Page text →

- - -

Re: [RFC PATCH 3/3] sched: Implement shared wakequeue in CFS

From: Peter Zijlstra
Date: Thu Jun 22 2023 - 06:59:11 EST


On Wed, Jun 21, 2023 at 03:34:45PM -0500, David Vernet wrote:
> On Wed, Jun 21, 2023 at 04:20:20PM +0200, Peter Zijlstra wrote:
> > On Tue, Jun 13, 2023 at 12:20:04AM -0500, David Vernet wrote:
> > > +struct swqueue {
> > > + struct list_head list;
> > > + spinlock_t lock;
> > > +} ____cacheline_aligned;
> >
> > I'm thinking you can shard this just fine, it makes that pop() needs to
> > iterate all shards, but that shouldn't be a problem, and it would still
> > only need to take a single lock.
>
> Is the idea here to have multiple sharded queues per LLC, with a single
> lock protecting them?

No, each shard will have it's own lock, each shard it's own cacheline.

> Or did I misunderstand your suggestion entirely?

Yup, so each shard is basically the above struct, whole cacheline with a
lock and list. Then on enqueue we hash to a shard (possibly based on cpu
-- this gives the least amount of bounces) and stick it on.

Then on pop we iterate the shards, the first non-empty shard gets the
lock taken, and pop'ed. If you start iteration based on the cpu->shard
map used for enqueue you can even get a sense of 'locality' depending on
the mapping.

So pop is O(n) in shards, but on average will only take a single lock --
there is an obvious race where it might see a non-empty queue, but race
on lock and find the queue empty once acquired, but meh.

> > I'm thinking 4 or 8 shards should be plenty, even for Intel LLC.
> >
> > > #ifdef CONFIG_SMP
> >
> > > +static struct task_struct *swqueue_pull_task(struct swqueue *swqueue)
> > > +{
> > > + unsigned long flags;
> > > +
> > > + struct task_struct *p;
> > > +
> > > + spin_lock_irqsave(&swqueue->lock, flags);
> > > + p = list_first_entry_or_null(&swqueue->list, struct task_struct,
> > > + swqueue_node);
> > > + if (p)

- - -

The tasks →
1. In the thread on the shared wakequeue patch, what does each shard get?
2. Repeat the part of the shared wakequeue thread starting at "Yup, so each" and ending at "stick it on.".
3. Go on with the shared wakequeue thread from the point where it stops.

Collected data
- - -

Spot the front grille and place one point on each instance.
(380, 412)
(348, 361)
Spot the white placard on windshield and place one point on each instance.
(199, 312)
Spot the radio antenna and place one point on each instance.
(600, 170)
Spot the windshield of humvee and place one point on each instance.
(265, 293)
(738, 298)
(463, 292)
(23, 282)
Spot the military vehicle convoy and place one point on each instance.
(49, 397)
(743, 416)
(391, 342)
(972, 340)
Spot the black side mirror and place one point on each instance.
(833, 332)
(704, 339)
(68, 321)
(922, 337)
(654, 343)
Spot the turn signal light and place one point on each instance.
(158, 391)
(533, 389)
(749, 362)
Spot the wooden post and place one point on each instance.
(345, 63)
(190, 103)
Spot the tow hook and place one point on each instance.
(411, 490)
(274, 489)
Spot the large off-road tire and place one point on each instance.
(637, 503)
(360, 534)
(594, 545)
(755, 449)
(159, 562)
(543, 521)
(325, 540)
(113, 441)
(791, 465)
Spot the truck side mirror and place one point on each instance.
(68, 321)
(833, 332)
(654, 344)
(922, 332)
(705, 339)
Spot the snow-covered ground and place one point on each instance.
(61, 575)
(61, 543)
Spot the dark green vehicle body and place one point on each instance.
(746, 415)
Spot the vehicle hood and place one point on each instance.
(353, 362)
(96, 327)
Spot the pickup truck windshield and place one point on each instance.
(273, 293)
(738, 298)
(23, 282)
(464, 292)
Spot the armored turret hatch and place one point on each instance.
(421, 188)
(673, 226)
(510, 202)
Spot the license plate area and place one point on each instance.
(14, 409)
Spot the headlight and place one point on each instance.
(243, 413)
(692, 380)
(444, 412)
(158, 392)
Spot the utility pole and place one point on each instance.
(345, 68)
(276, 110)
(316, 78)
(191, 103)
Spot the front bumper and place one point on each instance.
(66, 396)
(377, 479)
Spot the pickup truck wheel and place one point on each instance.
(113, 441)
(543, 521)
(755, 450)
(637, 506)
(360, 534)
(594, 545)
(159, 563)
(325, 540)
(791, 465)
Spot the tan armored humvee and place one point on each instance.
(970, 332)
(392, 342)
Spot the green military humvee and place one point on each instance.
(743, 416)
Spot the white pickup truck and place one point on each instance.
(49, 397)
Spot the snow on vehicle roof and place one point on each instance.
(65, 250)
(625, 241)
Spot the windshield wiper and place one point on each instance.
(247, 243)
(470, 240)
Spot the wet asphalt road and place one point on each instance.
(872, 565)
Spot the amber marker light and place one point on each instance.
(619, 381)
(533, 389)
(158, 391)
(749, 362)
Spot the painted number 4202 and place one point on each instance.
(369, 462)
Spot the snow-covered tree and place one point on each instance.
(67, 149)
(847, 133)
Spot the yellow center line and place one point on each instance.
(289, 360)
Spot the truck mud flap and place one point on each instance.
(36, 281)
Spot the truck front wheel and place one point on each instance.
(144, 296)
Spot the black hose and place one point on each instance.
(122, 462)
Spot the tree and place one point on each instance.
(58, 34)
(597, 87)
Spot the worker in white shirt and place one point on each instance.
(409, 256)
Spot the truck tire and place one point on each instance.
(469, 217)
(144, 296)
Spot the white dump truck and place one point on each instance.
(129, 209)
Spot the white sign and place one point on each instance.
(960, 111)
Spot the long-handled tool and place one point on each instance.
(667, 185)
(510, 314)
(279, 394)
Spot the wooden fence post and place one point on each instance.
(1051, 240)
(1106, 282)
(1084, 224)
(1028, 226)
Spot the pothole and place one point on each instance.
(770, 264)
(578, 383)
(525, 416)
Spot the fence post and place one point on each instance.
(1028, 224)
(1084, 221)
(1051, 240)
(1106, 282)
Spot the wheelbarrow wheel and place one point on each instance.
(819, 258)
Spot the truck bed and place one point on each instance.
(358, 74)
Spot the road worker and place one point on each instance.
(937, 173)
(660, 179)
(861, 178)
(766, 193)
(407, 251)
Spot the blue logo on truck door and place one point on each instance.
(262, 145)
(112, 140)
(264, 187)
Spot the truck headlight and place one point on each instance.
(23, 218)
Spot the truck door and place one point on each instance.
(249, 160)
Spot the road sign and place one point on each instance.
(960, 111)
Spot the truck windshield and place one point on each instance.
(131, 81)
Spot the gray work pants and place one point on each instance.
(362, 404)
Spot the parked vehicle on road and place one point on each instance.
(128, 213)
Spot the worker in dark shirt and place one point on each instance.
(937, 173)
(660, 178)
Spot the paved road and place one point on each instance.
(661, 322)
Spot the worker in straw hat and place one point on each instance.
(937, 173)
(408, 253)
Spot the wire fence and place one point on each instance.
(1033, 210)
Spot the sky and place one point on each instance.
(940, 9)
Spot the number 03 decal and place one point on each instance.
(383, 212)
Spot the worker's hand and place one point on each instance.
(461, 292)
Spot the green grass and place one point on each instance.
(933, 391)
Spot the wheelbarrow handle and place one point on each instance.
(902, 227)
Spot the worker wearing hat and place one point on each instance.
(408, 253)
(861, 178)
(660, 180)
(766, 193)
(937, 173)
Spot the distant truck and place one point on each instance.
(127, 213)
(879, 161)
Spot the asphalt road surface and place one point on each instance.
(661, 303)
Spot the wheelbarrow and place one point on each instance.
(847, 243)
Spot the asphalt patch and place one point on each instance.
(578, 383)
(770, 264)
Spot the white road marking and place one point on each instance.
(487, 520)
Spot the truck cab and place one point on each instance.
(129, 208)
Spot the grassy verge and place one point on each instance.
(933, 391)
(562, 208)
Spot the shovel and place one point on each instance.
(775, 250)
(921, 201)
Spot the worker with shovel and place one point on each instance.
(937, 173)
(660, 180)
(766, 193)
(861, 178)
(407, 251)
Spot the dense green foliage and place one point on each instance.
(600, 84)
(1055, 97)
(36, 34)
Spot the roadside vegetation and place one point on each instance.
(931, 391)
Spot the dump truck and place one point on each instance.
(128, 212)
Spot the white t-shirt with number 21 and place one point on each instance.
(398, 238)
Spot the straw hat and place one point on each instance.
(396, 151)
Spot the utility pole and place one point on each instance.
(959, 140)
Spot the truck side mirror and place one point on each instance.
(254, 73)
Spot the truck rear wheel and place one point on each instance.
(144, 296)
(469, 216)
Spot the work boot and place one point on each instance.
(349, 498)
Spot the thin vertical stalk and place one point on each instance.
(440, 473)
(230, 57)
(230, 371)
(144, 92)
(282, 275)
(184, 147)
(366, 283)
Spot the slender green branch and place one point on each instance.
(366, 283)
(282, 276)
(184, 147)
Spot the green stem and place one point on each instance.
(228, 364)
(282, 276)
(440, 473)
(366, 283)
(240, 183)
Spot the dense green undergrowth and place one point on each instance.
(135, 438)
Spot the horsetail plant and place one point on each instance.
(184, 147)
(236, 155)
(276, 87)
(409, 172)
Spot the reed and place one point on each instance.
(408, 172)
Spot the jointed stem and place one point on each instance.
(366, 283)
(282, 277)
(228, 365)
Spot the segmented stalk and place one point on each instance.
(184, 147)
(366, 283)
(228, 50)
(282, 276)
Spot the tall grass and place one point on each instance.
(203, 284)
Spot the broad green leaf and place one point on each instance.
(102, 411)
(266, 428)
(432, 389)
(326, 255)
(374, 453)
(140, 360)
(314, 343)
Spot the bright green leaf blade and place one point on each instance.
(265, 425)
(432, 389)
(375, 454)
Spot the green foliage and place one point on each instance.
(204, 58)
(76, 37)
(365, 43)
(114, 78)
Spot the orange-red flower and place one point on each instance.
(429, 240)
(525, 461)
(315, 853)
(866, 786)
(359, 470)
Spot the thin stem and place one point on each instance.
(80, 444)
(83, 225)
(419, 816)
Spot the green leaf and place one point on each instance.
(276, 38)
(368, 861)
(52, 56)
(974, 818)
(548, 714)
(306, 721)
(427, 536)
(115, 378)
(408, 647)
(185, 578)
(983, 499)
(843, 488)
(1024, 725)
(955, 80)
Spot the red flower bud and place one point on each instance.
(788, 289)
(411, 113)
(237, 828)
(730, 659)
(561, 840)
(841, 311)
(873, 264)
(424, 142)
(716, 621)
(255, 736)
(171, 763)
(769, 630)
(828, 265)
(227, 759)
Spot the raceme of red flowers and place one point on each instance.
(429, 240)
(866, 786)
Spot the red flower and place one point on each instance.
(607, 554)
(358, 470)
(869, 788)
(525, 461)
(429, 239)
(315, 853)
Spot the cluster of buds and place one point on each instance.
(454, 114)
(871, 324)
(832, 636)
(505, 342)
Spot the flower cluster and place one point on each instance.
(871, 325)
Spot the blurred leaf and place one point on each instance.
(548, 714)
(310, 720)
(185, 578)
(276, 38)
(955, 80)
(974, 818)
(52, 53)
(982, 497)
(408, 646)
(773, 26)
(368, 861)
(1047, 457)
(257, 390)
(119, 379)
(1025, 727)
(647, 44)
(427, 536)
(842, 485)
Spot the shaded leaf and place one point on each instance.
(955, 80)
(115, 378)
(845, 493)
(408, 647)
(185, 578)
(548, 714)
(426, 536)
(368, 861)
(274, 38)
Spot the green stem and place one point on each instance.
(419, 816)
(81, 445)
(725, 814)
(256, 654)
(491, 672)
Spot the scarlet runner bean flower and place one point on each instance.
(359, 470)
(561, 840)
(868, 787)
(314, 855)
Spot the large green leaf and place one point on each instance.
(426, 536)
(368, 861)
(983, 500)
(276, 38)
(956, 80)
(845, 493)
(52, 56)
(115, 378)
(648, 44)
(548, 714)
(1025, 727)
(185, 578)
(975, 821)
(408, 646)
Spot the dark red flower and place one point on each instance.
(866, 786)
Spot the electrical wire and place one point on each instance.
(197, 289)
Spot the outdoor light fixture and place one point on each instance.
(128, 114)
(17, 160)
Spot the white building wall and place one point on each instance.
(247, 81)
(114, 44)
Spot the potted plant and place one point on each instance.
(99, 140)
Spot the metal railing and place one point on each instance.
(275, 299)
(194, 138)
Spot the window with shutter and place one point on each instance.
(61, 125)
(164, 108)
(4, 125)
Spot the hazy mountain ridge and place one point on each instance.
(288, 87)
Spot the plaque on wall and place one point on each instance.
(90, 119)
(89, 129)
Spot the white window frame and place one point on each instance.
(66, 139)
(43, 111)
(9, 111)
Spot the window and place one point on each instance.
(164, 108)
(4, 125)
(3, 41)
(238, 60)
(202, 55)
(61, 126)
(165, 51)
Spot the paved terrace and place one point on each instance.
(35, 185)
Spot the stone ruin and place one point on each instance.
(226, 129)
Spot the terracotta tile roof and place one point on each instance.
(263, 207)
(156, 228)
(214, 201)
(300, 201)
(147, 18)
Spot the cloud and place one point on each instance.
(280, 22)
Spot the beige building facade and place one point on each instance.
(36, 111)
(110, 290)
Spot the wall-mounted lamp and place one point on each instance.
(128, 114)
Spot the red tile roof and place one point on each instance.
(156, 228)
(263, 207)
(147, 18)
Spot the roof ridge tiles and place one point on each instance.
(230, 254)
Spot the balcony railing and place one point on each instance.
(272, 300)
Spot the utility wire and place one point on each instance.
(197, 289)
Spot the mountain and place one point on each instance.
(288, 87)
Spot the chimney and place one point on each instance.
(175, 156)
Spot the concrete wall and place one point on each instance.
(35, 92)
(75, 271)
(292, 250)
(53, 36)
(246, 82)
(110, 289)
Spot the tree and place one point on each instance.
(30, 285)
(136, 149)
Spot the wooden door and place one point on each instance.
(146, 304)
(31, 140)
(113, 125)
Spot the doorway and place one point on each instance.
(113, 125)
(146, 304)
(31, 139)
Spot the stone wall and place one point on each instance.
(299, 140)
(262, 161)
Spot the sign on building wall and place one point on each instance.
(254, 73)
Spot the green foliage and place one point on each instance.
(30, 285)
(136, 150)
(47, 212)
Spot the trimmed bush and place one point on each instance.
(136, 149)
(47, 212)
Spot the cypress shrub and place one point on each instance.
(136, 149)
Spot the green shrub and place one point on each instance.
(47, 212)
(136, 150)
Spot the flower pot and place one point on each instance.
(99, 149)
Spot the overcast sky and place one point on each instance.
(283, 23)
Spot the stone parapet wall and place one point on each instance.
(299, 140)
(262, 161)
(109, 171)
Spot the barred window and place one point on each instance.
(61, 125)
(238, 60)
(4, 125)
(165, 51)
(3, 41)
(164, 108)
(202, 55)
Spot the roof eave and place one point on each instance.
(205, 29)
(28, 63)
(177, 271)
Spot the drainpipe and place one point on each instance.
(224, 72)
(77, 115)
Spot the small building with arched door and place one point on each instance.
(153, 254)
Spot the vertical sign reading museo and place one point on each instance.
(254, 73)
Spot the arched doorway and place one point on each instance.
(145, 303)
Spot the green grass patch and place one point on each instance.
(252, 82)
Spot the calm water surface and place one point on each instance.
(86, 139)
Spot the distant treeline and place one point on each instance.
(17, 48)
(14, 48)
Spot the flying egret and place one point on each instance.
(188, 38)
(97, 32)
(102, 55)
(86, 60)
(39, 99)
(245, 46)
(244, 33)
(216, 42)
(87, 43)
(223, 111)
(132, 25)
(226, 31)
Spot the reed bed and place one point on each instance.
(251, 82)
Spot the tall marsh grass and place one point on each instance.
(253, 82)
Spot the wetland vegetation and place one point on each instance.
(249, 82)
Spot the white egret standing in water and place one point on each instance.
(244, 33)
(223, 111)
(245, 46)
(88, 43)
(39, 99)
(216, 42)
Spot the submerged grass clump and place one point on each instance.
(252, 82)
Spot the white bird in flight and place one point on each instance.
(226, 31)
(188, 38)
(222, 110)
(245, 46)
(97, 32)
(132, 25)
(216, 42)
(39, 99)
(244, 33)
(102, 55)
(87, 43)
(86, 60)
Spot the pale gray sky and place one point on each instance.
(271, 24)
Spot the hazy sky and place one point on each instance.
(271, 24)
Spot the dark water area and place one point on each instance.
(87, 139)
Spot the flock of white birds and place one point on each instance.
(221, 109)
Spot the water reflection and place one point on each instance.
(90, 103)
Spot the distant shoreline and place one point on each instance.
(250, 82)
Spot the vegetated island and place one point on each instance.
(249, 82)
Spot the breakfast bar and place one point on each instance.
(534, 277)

- - -

Task-by-task results →
1. Each shard gets its own lock and its own cacheline.

2.
Yup, so each shard is basically the above struct, whole cacheline with a
lock and list. Then on enqueue we hash to a shard (possibly based on cpu
-- this gives the least amount of bounces) and stick it on.

3.
> > > + list_del_init(&p->swqueue_node);
> > > + spin_unlock_irqrestore(&swqueue->lock, flags);
> > > +
> > > + return p;
> > > +}
> >
> > Would this not normally be called pop() or somesuch?
>
> Yes, I'll improve the name in the next iteration. swqueue_dequeue() and
> swqueue_enqueue() seem like the most canonical. Let me know if you have another
> preference.

Well, there's two layers intermixed here, which is, I think, what gave
rise to the whole wonky naming.

If you implement the queue primitives as: push, pop, del
and then build, using them, the scheduler primitives: enqueue, dequeue,
pick, things should become saner.

> > > + if (!task_wakeup || task_migrated || p->nr_cpus_allowed == 1)
> > > + return;
> >
> > Elsewhere you mentioned heuristics, this smells like them. This and the
> > is_cpus_allowed() thing makes you loose plenty of opportunities.
>
> Yeah fair enough, these certainly are heuristics as well.
>
> I thought it best to try and avoid swqueue getting in the way of
> select_task_rq_fair() (at least to start out with), but we could always
> remove that and run other experiments to see how it does.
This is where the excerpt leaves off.